--- Input data ---
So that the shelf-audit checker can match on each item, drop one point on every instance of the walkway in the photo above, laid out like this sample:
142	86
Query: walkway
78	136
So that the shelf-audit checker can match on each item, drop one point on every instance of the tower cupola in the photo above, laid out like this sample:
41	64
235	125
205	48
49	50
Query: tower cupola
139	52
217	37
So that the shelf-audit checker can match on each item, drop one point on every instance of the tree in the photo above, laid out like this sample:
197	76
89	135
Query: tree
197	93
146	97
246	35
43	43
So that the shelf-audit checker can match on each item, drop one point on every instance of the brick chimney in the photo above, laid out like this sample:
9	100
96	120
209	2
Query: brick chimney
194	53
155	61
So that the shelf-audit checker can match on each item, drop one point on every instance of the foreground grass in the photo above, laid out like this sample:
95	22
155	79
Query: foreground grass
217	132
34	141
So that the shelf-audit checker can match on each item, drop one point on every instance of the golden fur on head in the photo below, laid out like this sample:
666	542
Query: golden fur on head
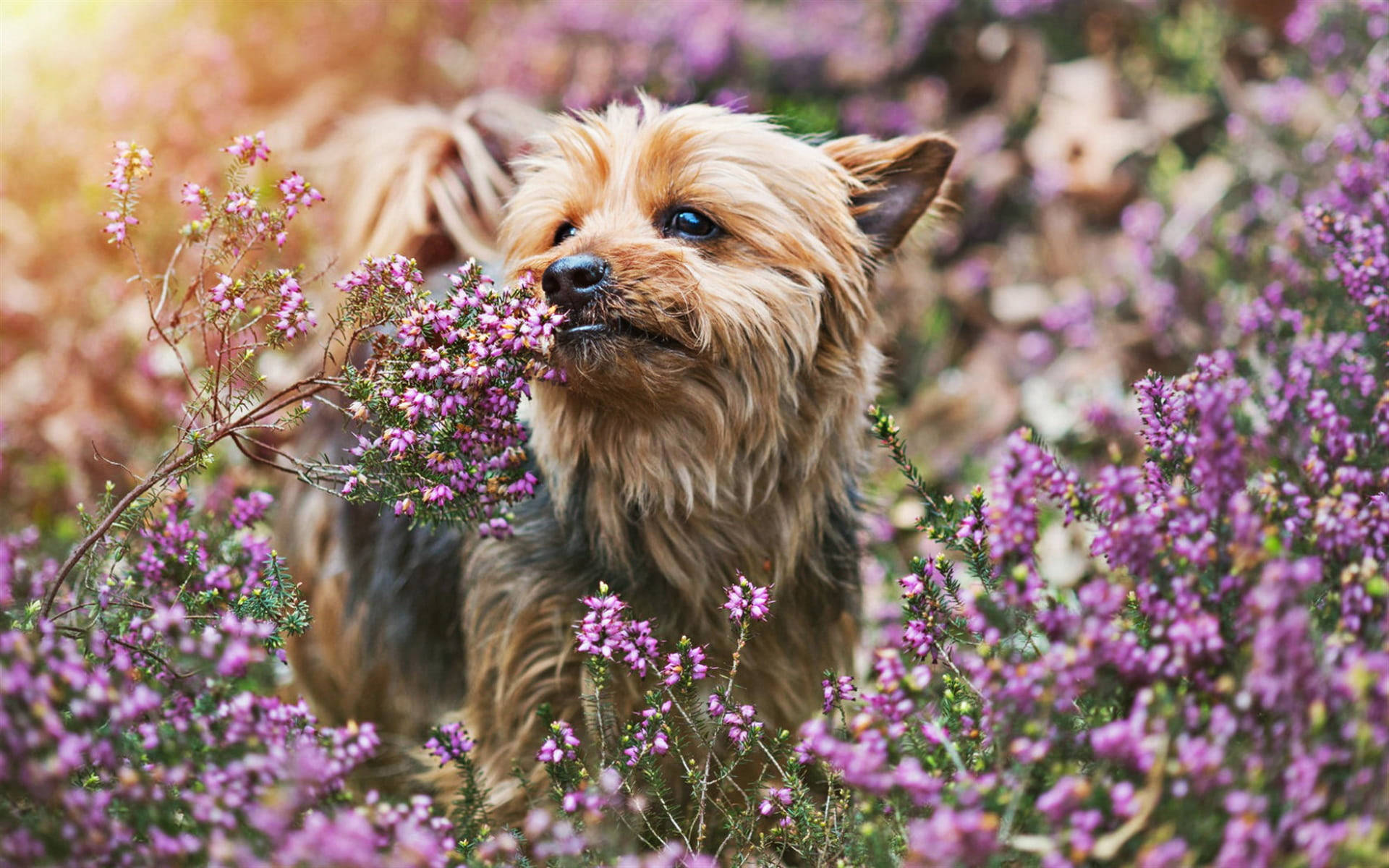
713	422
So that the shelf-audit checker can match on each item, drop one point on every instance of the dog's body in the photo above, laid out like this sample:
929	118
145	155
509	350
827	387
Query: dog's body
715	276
==
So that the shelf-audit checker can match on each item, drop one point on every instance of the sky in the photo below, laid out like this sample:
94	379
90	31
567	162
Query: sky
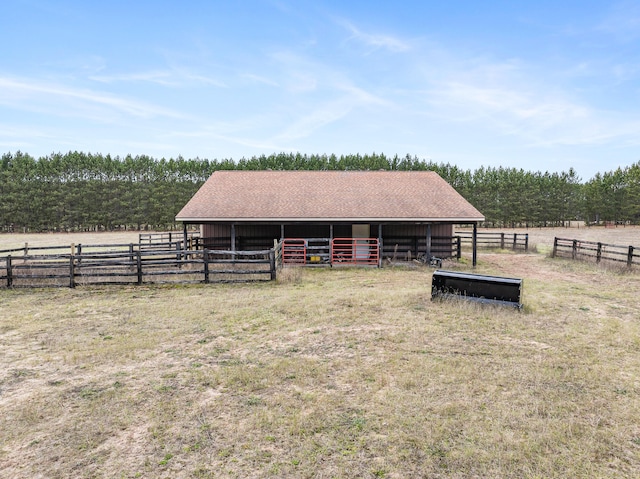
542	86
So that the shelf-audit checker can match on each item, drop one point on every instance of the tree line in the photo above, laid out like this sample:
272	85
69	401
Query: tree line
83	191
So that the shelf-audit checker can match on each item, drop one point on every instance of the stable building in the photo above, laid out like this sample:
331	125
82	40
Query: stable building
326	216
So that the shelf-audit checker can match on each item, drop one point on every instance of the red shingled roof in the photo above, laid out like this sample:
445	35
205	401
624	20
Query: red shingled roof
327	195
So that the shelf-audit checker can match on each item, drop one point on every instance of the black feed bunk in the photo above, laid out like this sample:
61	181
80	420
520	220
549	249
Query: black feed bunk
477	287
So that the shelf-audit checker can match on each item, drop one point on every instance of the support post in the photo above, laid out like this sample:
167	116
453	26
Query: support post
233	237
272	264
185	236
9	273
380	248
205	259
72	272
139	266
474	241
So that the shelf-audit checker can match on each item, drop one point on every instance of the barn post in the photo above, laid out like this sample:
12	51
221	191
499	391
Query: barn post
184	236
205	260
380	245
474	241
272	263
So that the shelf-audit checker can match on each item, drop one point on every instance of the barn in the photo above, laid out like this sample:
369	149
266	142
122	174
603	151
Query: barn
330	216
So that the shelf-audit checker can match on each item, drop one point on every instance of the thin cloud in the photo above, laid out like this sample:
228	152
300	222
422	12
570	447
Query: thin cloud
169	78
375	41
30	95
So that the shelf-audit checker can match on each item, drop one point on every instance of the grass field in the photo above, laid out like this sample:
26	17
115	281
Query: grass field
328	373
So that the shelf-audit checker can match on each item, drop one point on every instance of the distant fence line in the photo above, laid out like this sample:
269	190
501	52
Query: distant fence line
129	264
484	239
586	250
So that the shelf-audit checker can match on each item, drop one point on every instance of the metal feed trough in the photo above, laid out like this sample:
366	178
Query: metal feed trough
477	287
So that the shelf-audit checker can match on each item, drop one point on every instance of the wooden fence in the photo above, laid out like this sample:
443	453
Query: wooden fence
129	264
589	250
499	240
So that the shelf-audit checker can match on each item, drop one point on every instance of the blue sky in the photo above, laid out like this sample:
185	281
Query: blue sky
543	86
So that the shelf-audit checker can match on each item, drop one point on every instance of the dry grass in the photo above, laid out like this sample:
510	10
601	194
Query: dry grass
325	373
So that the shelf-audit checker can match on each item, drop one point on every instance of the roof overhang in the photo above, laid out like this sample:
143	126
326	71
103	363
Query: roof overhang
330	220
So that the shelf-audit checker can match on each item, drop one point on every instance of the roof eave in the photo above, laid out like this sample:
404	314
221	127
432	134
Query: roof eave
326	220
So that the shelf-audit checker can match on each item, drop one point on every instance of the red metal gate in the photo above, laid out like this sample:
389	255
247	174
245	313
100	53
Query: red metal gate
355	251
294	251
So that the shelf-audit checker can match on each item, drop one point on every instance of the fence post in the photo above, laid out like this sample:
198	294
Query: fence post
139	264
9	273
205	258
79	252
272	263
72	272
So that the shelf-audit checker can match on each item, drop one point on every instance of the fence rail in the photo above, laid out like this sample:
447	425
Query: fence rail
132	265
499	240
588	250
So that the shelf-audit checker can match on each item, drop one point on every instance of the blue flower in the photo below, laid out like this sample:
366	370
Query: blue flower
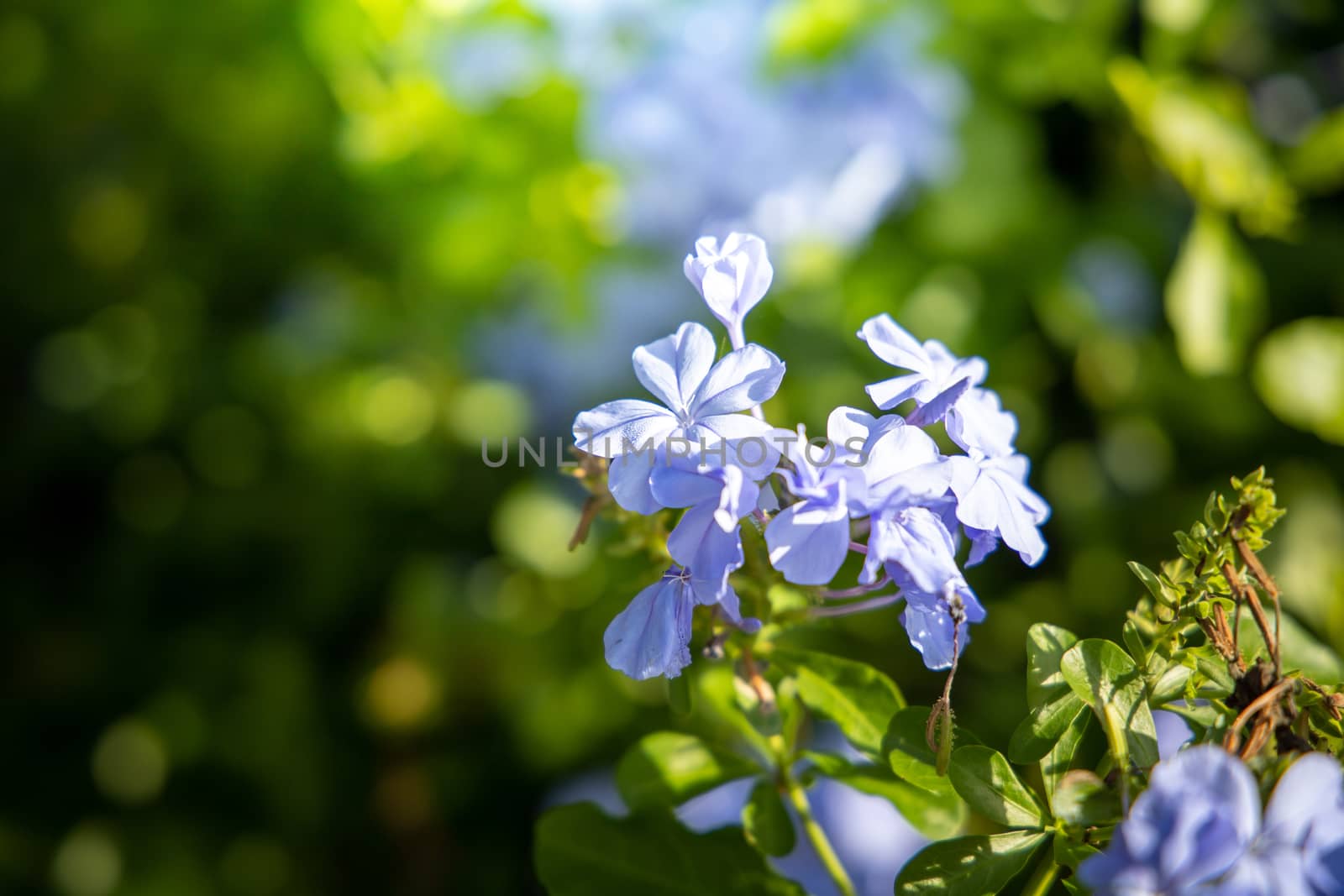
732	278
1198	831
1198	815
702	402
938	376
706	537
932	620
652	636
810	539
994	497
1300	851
--
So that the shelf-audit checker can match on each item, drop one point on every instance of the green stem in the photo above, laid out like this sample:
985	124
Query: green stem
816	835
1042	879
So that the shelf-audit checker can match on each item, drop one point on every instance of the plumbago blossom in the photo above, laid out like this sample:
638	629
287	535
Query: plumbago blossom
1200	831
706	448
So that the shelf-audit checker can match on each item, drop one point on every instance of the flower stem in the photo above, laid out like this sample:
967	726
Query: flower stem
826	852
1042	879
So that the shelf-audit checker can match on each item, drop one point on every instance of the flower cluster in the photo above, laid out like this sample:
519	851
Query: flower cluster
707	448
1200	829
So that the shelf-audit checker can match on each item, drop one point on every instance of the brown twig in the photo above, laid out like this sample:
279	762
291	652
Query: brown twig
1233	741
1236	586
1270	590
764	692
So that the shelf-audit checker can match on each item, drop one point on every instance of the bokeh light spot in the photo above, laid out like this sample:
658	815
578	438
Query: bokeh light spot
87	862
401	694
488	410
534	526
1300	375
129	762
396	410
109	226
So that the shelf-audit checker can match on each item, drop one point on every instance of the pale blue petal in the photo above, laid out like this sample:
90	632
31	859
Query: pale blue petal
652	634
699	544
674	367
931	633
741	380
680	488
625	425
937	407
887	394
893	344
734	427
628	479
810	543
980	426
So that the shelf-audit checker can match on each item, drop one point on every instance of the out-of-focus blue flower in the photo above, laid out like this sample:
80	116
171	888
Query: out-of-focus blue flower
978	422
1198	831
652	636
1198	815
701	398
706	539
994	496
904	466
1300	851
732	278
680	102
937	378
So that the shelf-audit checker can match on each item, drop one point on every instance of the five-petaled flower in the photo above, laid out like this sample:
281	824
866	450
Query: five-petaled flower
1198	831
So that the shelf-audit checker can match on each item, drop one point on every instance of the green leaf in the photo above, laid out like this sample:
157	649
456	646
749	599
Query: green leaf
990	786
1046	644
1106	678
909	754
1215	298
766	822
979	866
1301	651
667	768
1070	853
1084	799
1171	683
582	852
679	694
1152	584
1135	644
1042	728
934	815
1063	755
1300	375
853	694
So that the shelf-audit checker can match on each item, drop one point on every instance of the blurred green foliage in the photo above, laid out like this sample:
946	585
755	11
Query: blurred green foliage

--- What you will do ---
Could you update the lines from the one with "of the blurred" to the one with "Query: blurred green foliage", replacing "foliage" with "leaves" and keeping everything else the same? Return only those lines.

--- Result of the exercise ---
So that the shelf-audit checker can match on each item, drop one point on every instance of the blurred green leaves in the photo above, laid out like this sample:
946	585
755	11
Query: blurred green leaves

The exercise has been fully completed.